Because I’m feeling so stripey, I was thrilled to receive a Momzelle crimson striped Christine shirt in the mail last week. Up until now I’d been wearing Size S but discovered XS is a better fit for me. A nursing shirt isn’t something you want drooping in the front–otherwise what’s the point?

This Christine v-neck is definitely not one of Momzelle’s new models. In fact, it’s one of the oldest! It was one of the first four styles Momzelle put on the market–the style Christine (co-founder of Momzelle) made for herself to nurse in public after her daughter was born (seven years ago).

“Really it was the style that started Momzelle because Christine’s midwife raved about the top and that encouraged Christine to start the business,” said Sara Scharnitzky, Momzelle’s Social Media Coordinator (and wife of co-founder Vincent– She’s also the pretty model on the fridge magnets we all have on our fridges!)

Honestly I think it’s the one nursing shirt you could own if you only owned one nursing shirt.

Data provided –

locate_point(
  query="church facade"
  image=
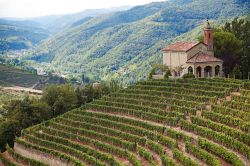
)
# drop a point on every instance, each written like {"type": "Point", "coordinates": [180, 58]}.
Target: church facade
{"type": "Point", "coordinates": [193, 57]}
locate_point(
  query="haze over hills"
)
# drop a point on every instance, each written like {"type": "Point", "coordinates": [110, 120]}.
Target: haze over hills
{"type": "Point", "coordinates": [124, 44]}
{"type": "Point", "coordinates": [22, 33]}
{"type": "Point", "coordinates": [55, 23]}
{"type": "Point", "coordinates": [16, 35]}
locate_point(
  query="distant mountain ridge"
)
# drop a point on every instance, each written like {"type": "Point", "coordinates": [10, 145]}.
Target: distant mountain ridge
{"type": "Point", "coordinates": [124, 44]}
{"type": "Point", "coordinates": [16, 35]}
{"type": "Point", "coordinates": [56, 23]}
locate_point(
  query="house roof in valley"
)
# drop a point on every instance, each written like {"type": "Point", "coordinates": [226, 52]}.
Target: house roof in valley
{"type": "Point", "coordinates": [201, 57]}
{"type": "Point", "coordinates": [180, 46]}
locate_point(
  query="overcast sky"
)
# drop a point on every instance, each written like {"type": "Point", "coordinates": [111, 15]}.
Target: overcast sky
{"type": "Point", "coordinates": [33, 8]}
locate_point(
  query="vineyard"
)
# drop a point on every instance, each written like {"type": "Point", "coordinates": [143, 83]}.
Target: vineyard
{"type": "Point", "coordinates": [157, 122]}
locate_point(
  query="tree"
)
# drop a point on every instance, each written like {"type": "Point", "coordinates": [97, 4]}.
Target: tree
{"type": "Point", "coordinates": [228, 48]}
{"type": "Point", "coordinates": [8, 131]}
{"type": "Point", "coordinates": [241, 29]}
{"type": "Point", "coordinates": [60, 98]}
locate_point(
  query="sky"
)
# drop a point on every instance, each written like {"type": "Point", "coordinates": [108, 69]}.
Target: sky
{"type": "Point", "coordinates": [34, 8]}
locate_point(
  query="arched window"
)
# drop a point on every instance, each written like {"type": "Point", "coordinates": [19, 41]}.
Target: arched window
{"type": "Point", "coordinates": [208, 71]}
{"type": "Point", "coordinates": [198, 71]}
{"type": "Point", "coordinates": [217, 70]}
{"type": "Point", "coordinates": [190, 70]}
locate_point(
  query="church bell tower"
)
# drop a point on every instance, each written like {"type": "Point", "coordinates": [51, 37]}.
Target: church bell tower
{"type": "Point", "coordinates": [208, 36]}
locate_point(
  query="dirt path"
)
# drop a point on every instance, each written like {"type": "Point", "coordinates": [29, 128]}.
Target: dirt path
{"type": "Point", "coordinates": [7, 156]}
{"type": "Point", "coordinates": [39, 156]}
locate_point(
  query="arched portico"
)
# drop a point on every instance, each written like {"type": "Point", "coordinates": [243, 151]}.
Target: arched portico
{"type": "Point", "coordinates": [198, 72]}
{"type": "Point", "coordinates": [190, 70]}
{"type": "Point", "coordinates": [208, 71]}
{"type": "Point", "coordinates": [217, 71]}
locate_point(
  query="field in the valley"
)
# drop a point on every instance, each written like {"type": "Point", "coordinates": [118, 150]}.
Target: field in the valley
{"type": "Point", "coordinates": [171, 122]}
{"type": "Point", "coordinates": [10, 76]}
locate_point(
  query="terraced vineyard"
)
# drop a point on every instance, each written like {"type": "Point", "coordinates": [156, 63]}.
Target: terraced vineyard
{"type": "Point", "coordinates": [172, 122]}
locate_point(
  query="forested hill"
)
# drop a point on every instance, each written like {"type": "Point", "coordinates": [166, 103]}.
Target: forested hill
{"type": "Point", "coordinates": [16, 35]}
{"type": "Point", "coordinates": [124, 44]}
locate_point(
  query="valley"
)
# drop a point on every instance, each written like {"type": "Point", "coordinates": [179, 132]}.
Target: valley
{"type": "Point", "coordinates": [157, 84]}
{"type": "Point", "coordinates": [149, 123]}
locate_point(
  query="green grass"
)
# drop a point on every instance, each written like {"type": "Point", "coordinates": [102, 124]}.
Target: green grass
{"type": "Point", "coordinates": [10, 76]}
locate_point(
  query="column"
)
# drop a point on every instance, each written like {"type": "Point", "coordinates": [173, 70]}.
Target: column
{"type": "Point", "coordinates": [202, 72]}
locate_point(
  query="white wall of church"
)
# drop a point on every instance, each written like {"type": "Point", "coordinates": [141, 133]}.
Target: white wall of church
{"type": "Point", "coordinates": [196, 49]}
{"type": "Point", "coordinates": [174, 59]}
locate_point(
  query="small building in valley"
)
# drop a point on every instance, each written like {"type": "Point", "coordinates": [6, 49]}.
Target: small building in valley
{"type": "Point", "coordinates": [193, 57]}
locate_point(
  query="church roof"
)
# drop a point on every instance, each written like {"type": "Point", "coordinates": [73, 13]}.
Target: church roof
{"type": "Point", "coordinates": [201, 57]}
{"type": "Point", "coordinates": [180, 46]}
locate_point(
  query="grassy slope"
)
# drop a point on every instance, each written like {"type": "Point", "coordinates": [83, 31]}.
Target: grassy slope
{"type": "Point", "coordinates": [10, 76]}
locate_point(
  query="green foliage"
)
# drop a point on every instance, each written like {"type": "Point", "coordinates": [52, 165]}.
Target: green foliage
{"type": "Point", "coordinates": [8, 131]}
{"type": "Point", "coordinates": [188, 75]}
{"type": "Point", "coordinates": [202, 154]}
{"type": "Point", "coordinates": [220, 151]}
{"type": "Point", "coordinates": [60, 98]}
{"type": "Point", "coordinates": [20, 35]}
{"type": "Point", "coordinates": [13, 76]}
{"type": "Point", "coordinates": [228, 48]}
{"type": "Point", "coordinates": [124, 45]}
{"type": "Point", "coordinates": [56, 100]}
{"type": "Point", "coordinates": [159, 69]}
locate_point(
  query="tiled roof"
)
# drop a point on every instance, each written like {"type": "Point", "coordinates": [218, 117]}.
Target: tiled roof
{"type": "Point", "coordinates": [180, 46]}
{"type": "Point", "coordinates": [202, 57]}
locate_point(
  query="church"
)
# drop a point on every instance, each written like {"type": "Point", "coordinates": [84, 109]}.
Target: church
{"type": "Point", "coordinates": [193, 57]}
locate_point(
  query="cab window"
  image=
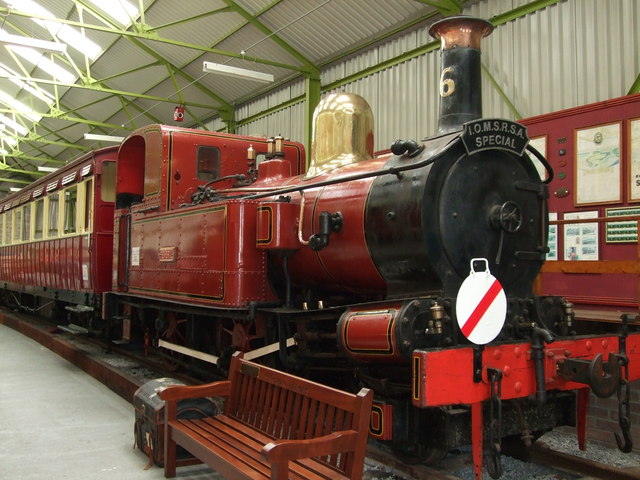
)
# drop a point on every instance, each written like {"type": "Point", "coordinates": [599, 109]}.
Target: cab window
{"type": "Point", "coordinates": [7, 227]}
{"type": "Point", "coordinates": [88, 205]}
{"type": "Point", "coordinates": [70, 206]}
{"type": "Point", "coordinates": [38, 219]}
{"type": "Point", "coordinates": [108, 189]}
{"type": "Point", "coordinates": [26, 223]}
{"type": "Point", "coordinates": [52, 228]}
{"type": "Point", "coordinates": [17, 223]}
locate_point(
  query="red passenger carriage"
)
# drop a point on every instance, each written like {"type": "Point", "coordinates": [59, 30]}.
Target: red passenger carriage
{"type": "Point", "coordinates": [57, 235]}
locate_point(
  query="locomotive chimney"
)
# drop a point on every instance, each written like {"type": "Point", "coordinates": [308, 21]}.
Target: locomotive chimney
{"type": "Point", "coordinates": [460, 84]}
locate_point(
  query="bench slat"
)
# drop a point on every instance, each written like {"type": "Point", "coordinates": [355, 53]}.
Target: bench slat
{"type": "Point", "coordinates": [240, 444]}
{"type": "Point", "coordinates": [265, 405]}
{"type": "Point", "coordinates": [316, 466]}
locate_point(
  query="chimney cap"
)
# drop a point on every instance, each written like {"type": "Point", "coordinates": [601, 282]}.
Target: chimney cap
{"type": "Point", "coordinates": [460, 31]}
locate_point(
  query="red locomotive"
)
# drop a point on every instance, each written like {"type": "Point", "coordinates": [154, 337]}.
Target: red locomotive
{"type": "Point", "coordinates": [410, 273]}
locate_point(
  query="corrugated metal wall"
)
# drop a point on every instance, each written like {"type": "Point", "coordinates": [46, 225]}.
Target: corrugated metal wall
{"type": "Point", "coordinates": [569, 54]}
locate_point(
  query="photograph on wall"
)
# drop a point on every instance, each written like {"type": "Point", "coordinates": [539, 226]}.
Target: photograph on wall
{"type": "Point", "coordinates": [598, 172]}
{"type": "Point", "coordinates": [540, 144]}
{"type": "Point", "coordinates": [581, 239]}
{"type": "Point", "coordinates": [552, 240]}
{"type": "Point", "coordinates": [634, 159]}
{"type": "Point", "coordinates": [625, 231]}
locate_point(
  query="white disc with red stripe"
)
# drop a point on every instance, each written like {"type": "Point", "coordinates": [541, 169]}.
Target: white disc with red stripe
{"type": "Point", "coordinates": [481, 306]}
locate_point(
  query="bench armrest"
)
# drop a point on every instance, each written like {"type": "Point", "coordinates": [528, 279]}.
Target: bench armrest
{"type": "Point", "coordinates": [336, 442]}
{"type": "Point", "coordinates": [181, 392]}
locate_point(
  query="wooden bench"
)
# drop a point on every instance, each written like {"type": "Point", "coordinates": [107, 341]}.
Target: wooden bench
{"type": "Point", "coordinates": [274, 425]}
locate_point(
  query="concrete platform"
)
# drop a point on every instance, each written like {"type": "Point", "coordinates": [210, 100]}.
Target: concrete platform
{"type": "Point", "coordinates": [57, 422]}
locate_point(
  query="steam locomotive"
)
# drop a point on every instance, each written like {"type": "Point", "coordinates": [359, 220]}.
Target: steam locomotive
{"type": "Point", "coordinates": [411, 273]}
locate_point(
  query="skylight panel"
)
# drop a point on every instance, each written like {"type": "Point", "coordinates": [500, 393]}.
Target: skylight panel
{"type": "Point", "coordinates": [45, 64]}
{"type": "Point", "coordinates": [19, 106]}
{"type": "Point", "coordinates": [121, 11]}
{"type": "Point", "coordinates": [13, 125]}
{"type": "Point", "coordinates": [8, 140]}
{"type": "Point", "coordinates": [70, 35]}
{"type": "Point", "coordinates": [32, 89]}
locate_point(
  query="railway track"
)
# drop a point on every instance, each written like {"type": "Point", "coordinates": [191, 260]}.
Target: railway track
{"type": "Point", "coordinates": [123, 372]}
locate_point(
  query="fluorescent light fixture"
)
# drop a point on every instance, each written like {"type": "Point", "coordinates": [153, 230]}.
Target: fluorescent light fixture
{"type": "Point", "coordinates": [227, 70]}
{"type": "Point", "coordinates": [103, 138]}
{"type": "Point", "coordinates": [45, 64]}
{"type": "Point", "coordinates": [121, 11]}
{"type": "Point", "coordinates": [54, 47]}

Instructions for the task – In the Momzelle nursing shirt text, what encouraged Christine to start the business?

Answer to this exercise – Christine's midwife raved about the top.